§ GOAL OF THE EXERCISE
From the first line to the last, copy the data exactly.

§ DATASET RECORDS
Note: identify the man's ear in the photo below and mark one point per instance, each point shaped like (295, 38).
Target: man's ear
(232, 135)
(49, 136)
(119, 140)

§ OUTPUT
Note: identify the man's ear in the photo below and mark one point per instance, each point shaped like (295, 38).
Target: man's ear
(232, 135)
(49, 136)
(119, 140)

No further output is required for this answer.